=== DIRECTIVE ===
The records below are to be quoted in full; please keep every word exact.

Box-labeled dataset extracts
....................
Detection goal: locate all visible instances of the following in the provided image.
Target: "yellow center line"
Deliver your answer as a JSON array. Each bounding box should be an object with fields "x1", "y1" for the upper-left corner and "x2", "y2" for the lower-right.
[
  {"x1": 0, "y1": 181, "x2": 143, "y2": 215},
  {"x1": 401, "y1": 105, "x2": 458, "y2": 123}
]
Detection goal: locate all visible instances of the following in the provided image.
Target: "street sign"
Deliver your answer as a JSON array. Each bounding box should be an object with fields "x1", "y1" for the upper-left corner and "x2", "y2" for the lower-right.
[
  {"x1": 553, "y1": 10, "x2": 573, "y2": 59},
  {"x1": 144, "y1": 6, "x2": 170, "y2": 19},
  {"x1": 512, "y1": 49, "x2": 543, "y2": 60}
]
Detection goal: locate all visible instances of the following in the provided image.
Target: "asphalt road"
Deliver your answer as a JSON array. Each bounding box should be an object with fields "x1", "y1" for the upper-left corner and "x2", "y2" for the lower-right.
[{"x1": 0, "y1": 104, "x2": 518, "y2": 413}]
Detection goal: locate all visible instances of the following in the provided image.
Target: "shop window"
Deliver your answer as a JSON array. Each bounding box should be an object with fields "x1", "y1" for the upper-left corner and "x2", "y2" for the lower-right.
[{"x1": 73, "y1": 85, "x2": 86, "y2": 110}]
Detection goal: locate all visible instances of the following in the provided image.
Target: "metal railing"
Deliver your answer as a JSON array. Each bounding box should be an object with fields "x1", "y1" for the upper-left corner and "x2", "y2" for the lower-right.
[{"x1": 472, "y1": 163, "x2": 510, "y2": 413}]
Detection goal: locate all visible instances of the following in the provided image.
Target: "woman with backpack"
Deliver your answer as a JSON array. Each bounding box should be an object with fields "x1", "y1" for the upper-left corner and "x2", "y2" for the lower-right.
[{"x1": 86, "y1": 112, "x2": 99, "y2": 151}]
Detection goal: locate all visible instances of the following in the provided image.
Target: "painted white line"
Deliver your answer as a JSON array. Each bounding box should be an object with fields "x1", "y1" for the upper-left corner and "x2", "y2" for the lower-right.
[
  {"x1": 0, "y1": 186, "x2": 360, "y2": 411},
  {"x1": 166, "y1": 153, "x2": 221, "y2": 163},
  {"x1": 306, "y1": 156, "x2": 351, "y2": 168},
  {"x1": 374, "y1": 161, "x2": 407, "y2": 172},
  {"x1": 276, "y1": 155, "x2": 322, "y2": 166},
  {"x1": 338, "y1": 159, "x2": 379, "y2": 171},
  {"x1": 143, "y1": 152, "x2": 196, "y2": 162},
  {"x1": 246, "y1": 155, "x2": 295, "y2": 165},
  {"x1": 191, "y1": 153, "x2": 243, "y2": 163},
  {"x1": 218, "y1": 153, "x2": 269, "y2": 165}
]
....................
=== SOLUTION TO THIS PROBLEM ===
Detection goal: locate all visible instances of the following in the provided image.
Target: "yellow center line"
Deliver your answer as a JSON array. Each bounding box should be an object with fields "x1", "y1" for the upper-left corner and "x2", "y2" for the lower-right.
[
  {"x1": 0, "y1": 181, "x2": 143, "y2": 215},
  {"x1": 401, "y1": 105, "x2": 458, "y2": 123}
]
Detection goal: locate all visible instances of the following in the provided image.
Target: "street sign"
Deliver your answer as a JSON array. Each bounding box should be an object with fields "x1", "y1" for the upper-left corner and "x2", "y2" for the lower-right.
[
  {"x1": 553, "y1": 10, "x2": 573, "y2": 59},
  {"x1": 144, "y1": 6, "x2": 170, "y2": 19},
  {"x1": 512, "y1": 49, "x2": 543, "y2": 60}
]
Detection goal: locate all visible instances of the following in the provided image.
Target: "asphalt road"
Deliver your answer as a JSON array. Each bounding box should be an object with fields "x1", "y1" for the upper-left corner and "x2", "y2" for the lower-right.
[{"x1": 0, "y1": 104, "x2": 518, "y2": 413}]
Detection goal: locate all visible instances of the following in the provided image.
Target: "shop window"
Deliver your answer as a JSON array. Each bounding box should be an object with fields "x1", "y1" for the upper-left corner and "x2", "y2" for the lower-right.
[{"x1": 73, "y1": 85, "x2": 86, "y2": 110}]
Detection goal: locate all visible instances of the following in the provided image.
Target: "metal railing"
Deliver your answer as a JSON array. Each bounding box should be an object with fields "x1", "y1" for the upper-left corner and "x2", "y2" for the lower-right.
[{"x1": 472, "y1": 163, "x2": 510, "y2": 413}]
Detection goal: locate all visible instances of the following in the provided image.
Target: "woman with backpack"
Deliver your answer as a JSON array. Each bounding box should be an object with fields "x1", "y1" for the upper-left corner and "x2", "y2" for the lower-right.
[{"x1": 86, "y1": 112, "x2": 99, "y2": 151}]
Detection goal: locate all visible instances of the following in the provided image.
Target: "painted white line"
Deliver your answer as a JSON array. Each bounding box should be an object with fields "x1", "y1" for the upper-left corner and "x2", "y2" for the lower-right.
[
  {"x1": 0, "y1": 186, "x2": 360, "y2": 411},
  {"x1": 166, "y1": 153, "x2": 221, "y2": 163},
  {"x1": 306, "y1": 156, "x2": 351, "y2": 168},
  {"x1": 374, "y1": 161, "x2": 407, "y2": 172},
  {"x1": 276, "y1": 155, "x2": 322, "y2": 166},
  {"x1": 338, "y1": 159, "x2": 379, "y2": 171},
  {"x1": 143, "y1": 152, "x2": 196, "y2": 162},
  {"x1": 246, "y1": 155, "x2": 295, "y2": 165},
  {"x1": 191, "y1": 153, "x2": 243, "y2": 163},
  {"x1": 218, "y1": 153, "x2": 269, "y2": 165}
]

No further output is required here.